Provided records:
--- Start ---

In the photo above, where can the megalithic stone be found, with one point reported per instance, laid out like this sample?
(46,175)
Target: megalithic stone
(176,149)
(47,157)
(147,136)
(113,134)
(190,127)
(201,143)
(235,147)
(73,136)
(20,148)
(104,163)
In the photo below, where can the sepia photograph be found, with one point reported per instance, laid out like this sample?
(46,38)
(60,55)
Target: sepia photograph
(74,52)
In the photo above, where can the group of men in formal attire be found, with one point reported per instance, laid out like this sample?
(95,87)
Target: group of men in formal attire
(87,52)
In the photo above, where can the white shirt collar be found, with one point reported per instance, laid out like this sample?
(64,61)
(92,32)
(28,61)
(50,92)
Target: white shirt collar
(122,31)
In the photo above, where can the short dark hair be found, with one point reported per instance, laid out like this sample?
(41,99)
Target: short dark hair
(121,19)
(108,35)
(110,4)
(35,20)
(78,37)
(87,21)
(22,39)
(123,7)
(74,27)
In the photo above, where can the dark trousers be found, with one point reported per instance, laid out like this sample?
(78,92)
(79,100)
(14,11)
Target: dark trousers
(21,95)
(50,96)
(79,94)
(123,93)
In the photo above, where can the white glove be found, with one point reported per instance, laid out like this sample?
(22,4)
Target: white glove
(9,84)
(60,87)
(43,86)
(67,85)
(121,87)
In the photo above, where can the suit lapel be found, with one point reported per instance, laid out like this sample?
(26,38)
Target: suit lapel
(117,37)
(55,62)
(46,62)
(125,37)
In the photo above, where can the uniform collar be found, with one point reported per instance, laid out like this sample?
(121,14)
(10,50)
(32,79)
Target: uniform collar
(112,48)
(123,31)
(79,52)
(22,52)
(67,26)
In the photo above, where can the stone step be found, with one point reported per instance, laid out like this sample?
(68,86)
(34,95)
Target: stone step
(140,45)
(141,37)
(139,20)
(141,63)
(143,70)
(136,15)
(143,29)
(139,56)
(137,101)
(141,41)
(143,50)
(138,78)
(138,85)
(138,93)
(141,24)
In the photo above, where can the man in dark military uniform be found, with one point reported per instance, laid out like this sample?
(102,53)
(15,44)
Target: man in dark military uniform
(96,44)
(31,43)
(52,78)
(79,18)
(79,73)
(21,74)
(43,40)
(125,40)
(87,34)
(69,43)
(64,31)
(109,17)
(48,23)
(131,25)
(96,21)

--- End ---

Task directions:
Copy out verbatim the stretch of rows from the one containing "In the photo above, where can the suit" through the last row above.

Correct answer:
In the photo above, where can the suit lapel be found, with one point reported per instance, laid out like this sample?
(26,38)
Target: suit lapel
(117,37)
(55,62)
(46,62)
(125,37)
In the photo above, where can the uniform collar be found, with one point reported per instance, laid out like this sample?
(121,14)
(10,50)
(32,79)
Target: uniform collar
(112,48)
(123,31)
(79,52)
(22,52)
(67,26)
In the photo above, where can the stone step be found, with one point reported per instance, laid out like this sample?
(68,86)
(34,95)
Target: stone step
(140,45)
(141,37)
(139,20)
(141,63)
(143,70)
(136,15)
(143,29)
(139,56)
(137,101)
(141,41)
(143,50)
(138,78)
(138,85)
(138,93)
(141,24)
In the photo above, where can the man in dark military uniform be found, with one point reported per instance, laid out like this sample?
(102,53)
(15,44)
Target: man in dark military uniform
(96,44)
(31,43)
(52,78)
(79,18)
(79,73)
(21,74)
(43,40)
(125,40)
(87,34)
(69,43)
(64,31)
(109,17)
(48,23)
(131,25)
(96,21)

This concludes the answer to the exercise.